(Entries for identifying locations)
════

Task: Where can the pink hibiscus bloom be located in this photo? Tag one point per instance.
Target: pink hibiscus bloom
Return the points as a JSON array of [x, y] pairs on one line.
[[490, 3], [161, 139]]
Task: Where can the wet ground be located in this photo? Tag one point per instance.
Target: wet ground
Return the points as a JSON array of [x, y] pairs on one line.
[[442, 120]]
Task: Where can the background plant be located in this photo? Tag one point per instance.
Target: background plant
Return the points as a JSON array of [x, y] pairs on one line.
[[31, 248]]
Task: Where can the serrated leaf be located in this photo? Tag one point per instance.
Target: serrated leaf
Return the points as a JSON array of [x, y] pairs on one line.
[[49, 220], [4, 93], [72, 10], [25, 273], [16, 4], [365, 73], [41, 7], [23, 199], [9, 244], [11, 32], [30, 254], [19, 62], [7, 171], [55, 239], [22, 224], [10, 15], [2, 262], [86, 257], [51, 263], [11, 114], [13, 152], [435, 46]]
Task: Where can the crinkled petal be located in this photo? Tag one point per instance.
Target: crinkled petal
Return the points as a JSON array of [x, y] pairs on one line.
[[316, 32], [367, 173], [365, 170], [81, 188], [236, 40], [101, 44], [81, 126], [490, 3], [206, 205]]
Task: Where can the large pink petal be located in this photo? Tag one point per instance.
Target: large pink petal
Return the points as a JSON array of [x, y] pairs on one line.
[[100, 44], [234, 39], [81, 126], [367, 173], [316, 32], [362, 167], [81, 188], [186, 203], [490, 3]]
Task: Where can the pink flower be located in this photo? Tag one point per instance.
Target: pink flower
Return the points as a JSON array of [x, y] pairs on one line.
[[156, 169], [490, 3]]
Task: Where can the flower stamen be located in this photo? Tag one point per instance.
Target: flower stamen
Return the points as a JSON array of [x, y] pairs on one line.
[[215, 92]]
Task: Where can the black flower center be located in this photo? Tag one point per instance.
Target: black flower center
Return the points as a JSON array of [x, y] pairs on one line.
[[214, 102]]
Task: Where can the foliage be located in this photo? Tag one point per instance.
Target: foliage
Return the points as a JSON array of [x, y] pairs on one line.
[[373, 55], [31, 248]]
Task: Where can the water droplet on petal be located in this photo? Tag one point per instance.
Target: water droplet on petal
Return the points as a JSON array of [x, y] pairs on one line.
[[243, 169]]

════

### Requirement
Return every one of the records above unchanged, keeping each line and its wording intact.

### Complete response
Task: Where can the pink hibiscus bloom be located in this photo? Tag one point per instance.
Target: pink hibiscus bloom
Return the points as a JSON array of [x, y] pairs on one line.
[[490, 3], [161, 139]]
Task: Where can the wet ground be located in this photo? Tag one point per instance.
Target: wet ground
Return the points as a JSON array of [x, y] pairs on one line.
[[442, 120]]
Task: Where can the background plant be located in this photo? Tag one point per instance.
Target: background plant
Return the points as a JSON array of [x, y] pairs on one line.
[[31, 248]]
Task: Where can the serrated leaf be located in this photo? Tag one point per instance.
Target: serrated leaf
Return the points as a JSON array of [x, y] pairs on one line.
[[49, 220], [4, 93], [72, 10], [25, 273], [16, 4], [365, 73], [41, 7], [23, 199], [9, 244], [11, 32], [30, 254], [19, 62], [7, 171], [55, 239], [22, 224], [10, 15], [2, 262], [86, 257], [51, 263], [11, 114], [13, 152], [435, 46]]
Task: Where can the crinkled petal be located in this photo? Tag one point per instance.
Target: crinkled petal
Return the points as a JSON array of [x, y] pairs on one line.
[[316, 32], [367, 173], [365, 170], [81, 188], [236, 40], [101, 44], [81, 126], [490, 3], [206, 205]]
Task: Where can the large pink petal be located in this photo? Tag one point per instance.
Target: large pink petal
Return the points as a JSON array of [x, y] pairs on one line.
[[100, 44], [234, 39], [81, 126], [367, 173], [316, 32], [362, 167], [81, 188], [186, 203], [490, 3]]
Task: Where can the pink flower be located in this photo? Tag one point per instance.
Target: pink flower
Return the points as a JSON array of [x, y] pairs on one line.
[[156, 169], [490, 3]]
Task: Where can the flower stamen be located in this photo? Tag one point per instance.
Target: flower stamen
Return the points as a JSON array of [x, y] pairs on one line.
[[215, 92]]
Task: Where can the black flower center be located in this photo? Tag one point per instance.
Target: black flower center
Return the points as a JSON array of [x, y] pairs on one line.
[[214, 102]]
Task: Where can the foliage be located in this photo? Tag one point per instance.
Target: foliage
Return the points as a JSON array of [x, y] pairs on one line.
[[373, 55], [31, 248]]
Task: Where can the water droplet on petal be located in this photo? Tag one point per instance.
Target: water droplet on petal
Return the points as a JSON array of [x, y] pairs on one line.
[[243, 169]]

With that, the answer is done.